Locate every line in the material below that contains the string "jacket", and copy each one. Case counts.

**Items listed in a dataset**

— start —

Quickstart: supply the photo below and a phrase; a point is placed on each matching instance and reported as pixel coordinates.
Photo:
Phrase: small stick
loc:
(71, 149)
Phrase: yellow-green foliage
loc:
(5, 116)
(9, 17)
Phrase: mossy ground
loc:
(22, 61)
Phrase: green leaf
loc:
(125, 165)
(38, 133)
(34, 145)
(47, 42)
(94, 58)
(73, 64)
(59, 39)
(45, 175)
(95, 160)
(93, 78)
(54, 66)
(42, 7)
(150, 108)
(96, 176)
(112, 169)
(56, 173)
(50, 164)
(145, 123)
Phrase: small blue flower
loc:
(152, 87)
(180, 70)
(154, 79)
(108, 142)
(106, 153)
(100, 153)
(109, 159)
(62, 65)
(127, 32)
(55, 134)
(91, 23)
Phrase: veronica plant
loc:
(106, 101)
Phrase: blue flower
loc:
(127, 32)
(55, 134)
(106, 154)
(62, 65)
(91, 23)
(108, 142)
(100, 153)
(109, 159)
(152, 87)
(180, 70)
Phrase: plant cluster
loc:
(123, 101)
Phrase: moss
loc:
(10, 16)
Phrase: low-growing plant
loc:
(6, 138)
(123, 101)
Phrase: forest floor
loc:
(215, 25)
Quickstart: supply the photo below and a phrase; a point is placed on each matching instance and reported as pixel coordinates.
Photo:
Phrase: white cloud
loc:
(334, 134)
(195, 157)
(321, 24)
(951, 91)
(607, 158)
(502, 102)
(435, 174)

— end —
— start —

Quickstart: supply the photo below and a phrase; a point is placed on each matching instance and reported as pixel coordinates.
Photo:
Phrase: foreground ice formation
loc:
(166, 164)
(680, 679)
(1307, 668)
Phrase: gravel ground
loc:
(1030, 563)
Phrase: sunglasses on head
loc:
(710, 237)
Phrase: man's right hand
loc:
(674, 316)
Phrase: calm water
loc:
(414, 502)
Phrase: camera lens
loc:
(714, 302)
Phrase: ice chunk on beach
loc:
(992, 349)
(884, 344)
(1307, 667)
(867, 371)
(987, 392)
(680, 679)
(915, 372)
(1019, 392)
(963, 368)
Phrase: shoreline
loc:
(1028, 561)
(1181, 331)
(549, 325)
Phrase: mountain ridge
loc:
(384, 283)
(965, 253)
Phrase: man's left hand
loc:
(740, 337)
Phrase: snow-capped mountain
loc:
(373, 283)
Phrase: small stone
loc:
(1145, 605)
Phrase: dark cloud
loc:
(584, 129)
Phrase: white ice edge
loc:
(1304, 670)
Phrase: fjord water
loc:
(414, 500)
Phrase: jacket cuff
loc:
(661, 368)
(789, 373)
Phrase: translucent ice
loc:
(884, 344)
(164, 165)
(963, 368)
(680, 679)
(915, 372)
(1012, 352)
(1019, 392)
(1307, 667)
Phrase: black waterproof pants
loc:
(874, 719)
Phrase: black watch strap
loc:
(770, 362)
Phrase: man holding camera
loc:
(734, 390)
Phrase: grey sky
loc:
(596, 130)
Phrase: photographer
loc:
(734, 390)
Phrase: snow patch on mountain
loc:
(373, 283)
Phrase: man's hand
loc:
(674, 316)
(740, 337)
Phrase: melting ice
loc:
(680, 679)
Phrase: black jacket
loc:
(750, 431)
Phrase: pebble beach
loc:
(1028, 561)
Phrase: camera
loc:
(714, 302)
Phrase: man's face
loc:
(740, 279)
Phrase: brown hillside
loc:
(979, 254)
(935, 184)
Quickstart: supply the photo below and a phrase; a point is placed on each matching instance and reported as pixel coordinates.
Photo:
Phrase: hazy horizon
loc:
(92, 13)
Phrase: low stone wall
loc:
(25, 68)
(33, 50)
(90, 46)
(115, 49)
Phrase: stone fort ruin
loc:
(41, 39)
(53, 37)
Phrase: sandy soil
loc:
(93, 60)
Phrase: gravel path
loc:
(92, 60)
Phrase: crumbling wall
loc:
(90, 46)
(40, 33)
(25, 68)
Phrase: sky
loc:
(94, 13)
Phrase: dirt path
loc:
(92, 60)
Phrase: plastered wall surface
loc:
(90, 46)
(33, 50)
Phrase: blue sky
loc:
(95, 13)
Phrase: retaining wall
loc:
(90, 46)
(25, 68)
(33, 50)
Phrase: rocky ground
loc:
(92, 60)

— end —

**Exercise response**
Phrase: jacket cuff
Phrase: black jacket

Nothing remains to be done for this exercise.